### [EXERCISE DIRECTIONS]
Please copy the leading lines of the entries below exactly, concluding with the line in which "Note: spot each instance of the herbal" occurs.

### [Stored items from a collection]
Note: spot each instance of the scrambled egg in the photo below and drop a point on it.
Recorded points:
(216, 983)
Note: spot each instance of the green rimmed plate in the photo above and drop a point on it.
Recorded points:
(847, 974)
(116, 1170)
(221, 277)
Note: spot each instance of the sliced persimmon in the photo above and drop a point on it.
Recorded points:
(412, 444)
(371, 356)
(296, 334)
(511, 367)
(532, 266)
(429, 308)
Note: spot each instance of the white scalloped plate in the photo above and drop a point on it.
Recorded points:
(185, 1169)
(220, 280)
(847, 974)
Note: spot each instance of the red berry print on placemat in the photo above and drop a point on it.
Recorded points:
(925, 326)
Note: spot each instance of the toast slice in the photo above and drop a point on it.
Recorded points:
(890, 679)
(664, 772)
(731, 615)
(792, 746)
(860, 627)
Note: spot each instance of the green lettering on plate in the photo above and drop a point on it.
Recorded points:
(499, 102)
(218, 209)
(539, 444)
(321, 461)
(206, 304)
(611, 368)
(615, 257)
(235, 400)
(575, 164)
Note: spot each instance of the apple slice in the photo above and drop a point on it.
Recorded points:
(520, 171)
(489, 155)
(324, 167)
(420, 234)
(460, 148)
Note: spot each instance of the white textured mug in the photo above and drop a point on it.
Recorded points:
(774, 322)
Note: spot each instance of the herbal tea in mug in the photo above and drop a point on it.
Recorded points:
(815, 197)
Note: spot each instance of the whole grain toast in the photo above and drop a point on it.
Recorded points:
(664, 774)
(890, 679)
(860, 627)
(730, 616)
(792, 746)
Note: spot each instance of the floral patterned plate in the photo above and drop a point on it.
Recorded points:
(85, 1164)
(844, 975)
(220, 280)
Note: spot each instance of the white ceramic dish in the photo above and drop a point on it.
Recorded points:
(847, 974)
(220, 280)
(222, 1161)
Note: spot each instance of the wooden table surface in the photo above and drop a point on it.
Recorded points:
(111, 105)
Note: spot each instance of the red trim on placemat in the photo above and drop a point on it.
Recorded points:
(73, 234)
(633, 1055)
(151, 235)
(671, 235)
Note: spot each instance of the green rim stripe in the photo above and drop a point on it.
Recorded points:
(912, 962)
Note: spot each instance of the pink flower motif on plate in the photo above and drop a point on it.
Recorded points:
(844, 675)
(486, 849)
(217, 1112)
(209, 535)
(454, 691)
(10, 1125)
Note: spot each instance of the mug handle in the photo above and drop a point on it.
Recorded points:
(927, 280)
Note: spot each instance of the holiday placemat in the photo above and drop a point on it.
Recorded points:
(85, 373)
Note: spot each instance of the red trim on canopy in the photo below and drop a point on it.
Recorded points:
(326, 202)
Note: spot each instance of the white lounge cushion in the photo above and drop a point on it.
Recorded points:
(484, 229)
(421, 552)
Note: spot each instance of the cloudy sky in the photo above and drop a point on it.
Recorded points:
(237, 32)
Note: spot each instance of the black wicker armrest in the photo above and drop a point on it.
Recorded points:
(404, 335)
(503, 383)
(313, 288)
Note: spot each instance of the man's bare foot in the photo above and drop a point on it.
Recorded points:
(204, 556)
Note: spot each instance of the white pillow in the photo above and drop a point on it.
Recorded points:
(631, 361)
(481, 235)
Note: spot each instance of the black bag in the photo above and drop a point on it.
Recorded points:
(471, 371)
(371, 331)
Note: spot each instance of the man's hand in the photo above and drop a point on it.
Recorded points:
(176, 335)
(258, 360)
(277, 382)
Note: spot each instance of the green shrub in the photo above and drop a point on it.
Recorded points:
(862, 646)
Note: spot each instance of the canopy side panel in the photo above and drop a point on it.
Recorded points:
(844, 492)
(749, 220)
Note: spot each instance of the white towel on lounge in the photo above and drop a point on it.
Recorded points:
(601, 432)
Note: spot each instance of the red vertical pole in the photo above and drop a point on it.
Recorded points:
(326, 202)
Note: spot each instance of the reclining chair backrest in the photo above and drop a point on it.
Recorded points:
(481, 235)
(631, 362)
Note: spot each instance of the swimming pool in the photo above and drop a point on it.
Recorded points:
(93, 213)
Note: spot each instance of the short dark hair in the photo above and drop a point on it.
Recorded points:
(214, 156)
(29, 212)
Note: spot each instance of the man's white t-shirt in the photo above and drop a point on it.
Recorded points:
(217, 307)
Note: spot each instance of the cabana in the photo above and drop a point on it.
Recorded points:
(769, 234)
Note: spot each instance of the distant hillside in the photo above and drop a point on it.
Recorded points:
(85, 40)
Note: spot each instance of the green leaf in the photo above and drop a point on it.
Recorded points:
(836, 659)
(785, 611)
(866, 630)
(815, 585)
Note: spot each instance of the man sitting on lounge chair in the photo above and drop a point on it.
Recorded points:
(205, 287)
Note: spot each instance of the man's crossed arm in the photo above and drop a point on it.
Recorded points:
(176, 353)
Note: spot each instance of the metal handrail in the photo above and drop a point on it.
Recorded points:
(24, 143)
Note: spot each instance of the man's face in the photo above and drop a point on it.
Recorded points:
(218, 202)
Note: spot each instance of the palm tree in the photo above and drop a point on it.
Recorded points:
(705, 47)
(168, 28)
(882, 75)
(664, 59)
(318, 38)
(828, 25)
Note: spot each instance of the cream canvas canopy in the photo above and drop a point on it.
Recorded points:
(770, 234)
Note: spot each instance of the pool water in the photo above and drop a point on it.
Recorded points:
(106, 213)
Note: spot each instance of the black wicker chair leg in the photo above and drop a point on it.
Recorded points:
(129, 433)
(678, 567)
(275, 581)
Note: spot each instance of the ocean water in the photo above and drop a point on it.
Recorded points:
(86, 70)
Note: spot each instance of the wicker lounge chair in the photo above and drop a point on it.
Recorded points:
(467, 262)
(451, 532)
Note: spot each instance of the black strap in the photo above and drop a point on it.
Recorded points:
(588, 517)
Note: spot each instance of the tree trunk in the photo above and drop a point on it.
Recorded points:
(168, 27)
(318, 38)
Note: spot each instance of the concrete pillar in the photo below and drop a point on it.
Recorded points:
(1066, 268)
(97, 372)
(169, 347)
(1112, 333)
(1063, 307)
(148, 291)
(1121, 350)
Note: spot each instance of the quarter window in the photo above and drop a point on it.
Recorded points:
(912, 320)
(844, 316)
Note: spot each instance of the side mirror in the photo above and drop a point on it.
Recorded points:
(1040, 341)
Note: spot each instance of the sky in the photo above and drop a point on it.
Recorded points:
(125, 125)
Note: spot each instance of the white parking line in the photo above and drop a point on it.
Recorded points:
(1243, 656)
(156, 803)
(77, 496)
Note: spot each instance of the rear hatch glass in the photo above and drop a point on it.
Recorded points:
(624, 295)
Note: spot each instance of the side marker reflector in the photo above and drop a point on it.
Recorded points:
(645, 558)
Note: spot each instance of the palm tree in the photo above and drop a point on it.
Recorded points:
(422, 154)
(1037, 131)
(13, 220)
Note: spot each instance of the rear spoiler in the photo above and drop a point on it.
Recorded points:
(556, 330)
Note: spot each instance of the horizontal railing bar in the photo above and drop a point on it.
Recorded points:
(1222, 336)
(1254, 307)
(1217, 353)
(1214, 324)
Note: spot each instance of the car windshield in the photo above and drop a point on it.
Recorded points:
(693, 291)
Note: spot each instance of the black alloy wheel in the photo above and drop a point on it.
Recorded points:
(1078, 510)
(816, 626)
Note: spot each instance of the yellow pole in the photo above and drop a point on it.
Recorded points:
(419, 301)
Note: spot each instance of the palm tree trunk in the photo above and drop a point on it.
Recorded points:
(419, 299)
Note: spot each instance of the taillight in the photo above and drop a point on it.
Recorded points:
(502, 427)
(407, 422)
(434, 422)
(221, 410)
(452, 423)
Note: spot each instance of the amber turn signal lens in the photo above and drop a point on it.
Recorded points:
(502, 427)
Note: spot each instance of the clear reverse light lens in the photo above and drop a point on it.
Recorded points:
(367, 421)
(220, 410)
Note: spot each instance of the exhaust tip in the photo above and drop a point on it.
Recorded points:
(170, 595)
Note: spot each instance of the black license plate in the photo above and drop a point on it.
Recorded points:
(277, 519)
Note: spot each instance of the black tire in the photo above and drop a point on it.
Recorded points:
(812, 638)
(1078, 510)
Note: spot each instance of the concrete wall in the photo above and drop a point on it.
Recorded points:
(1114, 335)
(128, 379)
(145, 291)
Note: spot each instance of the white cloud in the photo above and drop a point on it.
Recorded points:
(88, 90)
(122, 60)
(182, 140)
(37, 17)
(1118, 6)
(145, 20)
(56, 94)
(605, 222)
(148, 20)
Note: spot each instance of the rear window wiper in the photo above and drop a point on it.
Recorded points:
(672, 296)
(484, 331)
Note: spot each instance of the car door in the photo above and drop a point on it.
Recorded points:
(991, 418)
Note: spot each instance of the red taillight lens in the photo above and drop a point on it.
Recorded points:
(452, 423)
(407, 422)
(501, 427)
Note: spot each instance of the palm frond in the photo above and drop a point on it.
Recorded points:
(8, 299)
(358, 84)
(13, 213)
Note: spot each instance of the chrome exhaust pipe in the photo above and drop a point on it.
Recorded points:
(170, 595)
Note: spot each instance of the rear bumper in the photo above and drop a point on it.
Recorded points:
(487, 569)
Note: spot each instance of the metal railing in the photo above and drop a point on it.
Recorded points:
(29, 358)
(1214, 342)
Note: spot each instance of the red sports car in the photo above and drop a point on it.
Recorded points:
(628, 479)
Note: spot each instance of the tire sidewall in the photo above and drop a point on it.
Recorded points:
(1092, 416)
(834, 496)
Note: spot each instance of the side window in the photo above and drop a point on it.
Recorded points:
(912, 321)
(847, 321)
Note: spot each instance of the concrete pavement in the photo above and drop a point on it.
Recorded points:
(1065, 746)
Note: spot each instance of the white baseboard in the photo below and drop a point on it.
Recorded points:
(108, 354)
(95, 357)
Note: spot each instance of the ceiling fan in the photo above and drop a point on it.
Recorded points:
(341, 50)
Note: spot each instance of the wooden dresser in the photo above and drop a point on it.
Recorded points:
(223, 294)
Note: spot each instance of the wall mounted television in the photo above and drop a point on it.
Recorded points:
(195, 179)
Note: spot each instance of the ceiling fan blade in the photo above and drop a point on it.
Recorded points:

### [SOLUTION TO THE PROBLEM]
Note: spot each instance of the scrambled egg in the photo below and drop a point on it.
Recorded points:
(216, 983)
Note: spot each instance of the green rimmed plate in the photo above and drop a point on it.
Recorded points:
(847, 974)
(116, 1170)
(221, 277)
Note: spot each instance of the sliced persimmon in the photo above and drop a point on it.
Recorded points:
(412, 444)
(371, 356)
(296, 334)
(511, 367)
(532, 266)
(429, 308)
Note: spot each instance of the white scalloped plate in the photo above and drop a point on it.
Recorded points:
(185, 1169)
(220, 280)
(847, 974)
Note: spot each instance of the red berry print on placemat in the photo above and drop a point on it.
Recorded points:
(925, 326)
Note: spot each instance of the toast slice in the photo above and drop a point on it.
Recorded points:
(890, 679)
(664, 772)
(731, 615)
(792, 746)
(860, 627)
Note: spot each instance of the green lettering on plate in the photo above and drop a point on it.
Recorded points:
(499, 102)
(218, 209)
(539, 444)
(321, 461)
(206, 304)
(611, 368)
(615, 257)
(235, 400)
(575, 164)
Note: spot each instance of the apple slice in the photo above and drop a point on it.
Recorded points:
(520, 171)
(489, 155)
(324, 167)
(420, 234)
(460, 148)
Note: spot each instance of the white textured mug in the photo above and drop a point on it.
Recorded points:
(774, 322)
Note: spot each instance of the herbal tea in mug in the photo above and drop a point on it.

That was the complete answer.